**Exercise brief**
In the records below, find each line with "white" and copy it.

**Data under study**
• • •

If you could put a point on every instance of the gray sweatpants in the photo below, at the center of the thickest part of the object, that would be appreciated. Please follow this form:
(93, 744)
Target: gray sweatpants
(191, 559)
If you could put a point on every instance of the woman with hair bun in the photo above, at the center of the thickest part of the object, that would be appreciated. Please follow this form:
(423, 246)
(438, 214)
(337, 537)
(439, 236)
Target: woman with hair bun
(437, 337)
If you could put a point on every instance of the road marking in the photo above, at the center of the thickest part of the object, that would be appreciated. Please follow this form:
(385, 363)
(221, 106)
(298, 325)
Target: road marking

• • •

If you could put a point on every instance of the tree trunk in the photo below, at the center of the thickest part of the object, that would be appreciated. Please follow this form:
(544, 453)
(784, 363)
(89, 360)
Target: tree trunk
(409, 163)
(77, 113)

• • •

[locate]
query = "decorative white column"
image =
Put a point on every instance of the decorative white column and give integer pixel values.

• • •

**Your response**
query = "decorative white column"
Put a point on every instance of the decorative white column and give integer pixel values.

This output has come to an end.